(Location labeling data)
** Start **

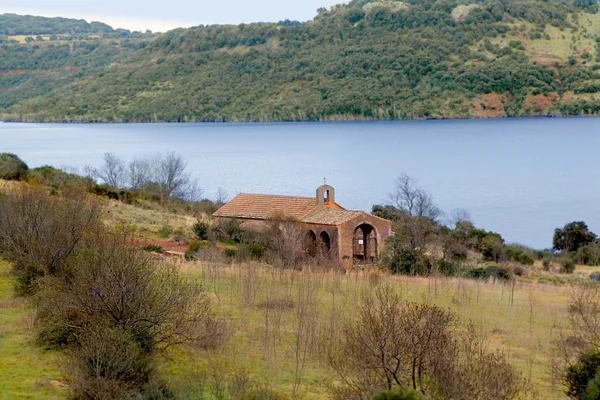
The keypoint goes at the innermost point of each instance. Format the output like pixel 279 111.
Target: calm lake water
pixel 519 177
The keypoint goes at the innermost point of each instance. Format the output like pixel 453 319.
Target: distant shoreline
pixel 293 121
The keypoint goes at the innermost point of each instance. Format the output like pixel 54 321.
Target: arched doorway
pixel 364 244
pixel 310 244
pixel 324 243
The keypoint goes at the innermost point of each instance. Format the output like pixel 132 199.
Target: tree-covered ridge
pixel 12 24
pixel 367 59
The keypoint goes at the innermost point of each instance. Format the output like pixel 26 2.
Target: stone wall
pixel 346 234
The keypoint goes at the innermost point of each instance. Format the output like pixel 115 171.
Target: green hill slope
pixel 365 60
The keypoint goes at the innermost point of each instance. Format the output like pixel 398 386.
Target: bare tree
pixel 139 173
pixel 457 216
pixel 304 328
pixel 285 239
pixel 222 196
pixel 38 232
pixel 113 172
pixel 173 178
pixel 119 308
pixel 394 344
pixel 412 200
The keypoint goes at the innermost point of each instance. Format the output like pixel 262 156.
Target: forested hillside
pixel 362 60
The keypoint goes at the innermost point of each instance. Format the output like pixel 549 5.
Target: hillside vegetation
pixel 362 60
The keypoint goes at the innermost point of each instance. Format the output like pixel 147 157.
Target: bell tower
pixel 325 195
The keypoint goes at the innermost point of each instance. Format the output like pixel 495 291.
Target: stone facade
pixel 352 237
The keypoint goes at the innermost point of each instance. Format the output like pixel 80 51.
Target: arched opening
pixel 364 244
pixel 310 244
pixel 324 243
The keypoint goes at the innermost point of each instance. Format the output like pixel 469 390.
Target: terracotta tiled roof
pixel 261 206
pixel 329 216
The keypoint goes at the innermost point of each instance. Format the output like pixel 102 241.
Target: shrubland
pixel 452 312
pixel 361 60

** End **
** Start **

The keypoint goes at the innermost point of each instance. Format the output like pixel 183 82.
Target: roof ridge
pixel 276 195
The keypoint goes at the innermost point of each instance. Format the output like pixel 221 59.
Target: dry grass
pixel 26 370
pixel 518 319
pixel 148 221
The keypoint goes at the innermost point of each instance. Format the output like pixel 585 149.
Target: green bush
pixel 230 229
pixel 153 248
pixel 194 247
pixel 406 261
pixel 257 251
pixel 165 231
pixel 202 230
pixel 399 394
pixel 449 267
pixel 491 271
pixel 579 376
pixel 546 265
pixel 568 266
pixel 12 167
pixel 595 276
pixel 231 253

** End **

» SET PROBLEM
Convert the data between the lines holding "pixel 115 171." and "pixel 361 60", inclusive, into a two-column CSV with the headers ask and reply, so that each row pairs one ask with its reply. Put each field in double quotes and replace line breaks with spaces.

» EXERCISE SOLUTION
ask,reply
"The keypoint goes at the innermost point of each instance. Format the output like pixel 115 171. Target: green hill slope","pixel 365 60"
"The keypoint goes at the innermost point of each instance. Format the output like pixel 398 386. Target: bare tree","pixel 139 173 pixel 457 216 pixel 304 328 pixel 285 239 pixel 222 196 pixel 38 232 pixel 113 172 pixel 173 178 pixel 119 308 pixel 394 344 pixel 412 200"
"The keypoint goes at the innermost point of each instance. Format the output like pixel 262 156. Target: forested hillside","pixel 362 60"
"The keypoint goes at the innermost point of each instance. Format the output like pixel 549 5. Target: hillside vegetation","pixel 362 60"
"The keypoint goes at the innermost point of each instance. Format the output like pixel 147 157. Target: bell tower","pixel 325 195"
"The keypoint goes at the innermost point of each instance. Format the output like pixel 495 291. Target: stone facade","pixel 352 237"
"The keypoint goes at the innermost point of each instance. Format the output like pixel 80 51. Target: arched opening","pixel 364 244 pixel 310 244 pixel 324 243"
"The keypoint goes at the innermost point of each instance. Format the output like pixel 469 390. Target: terracotta tiled roof","pixel 261 206 pixel 329 216"
"The keypoint goes at the innermost point of each instance. Format the output like pixel 102 241. Target: shrubland","pixel 452 312 pixel 361 60"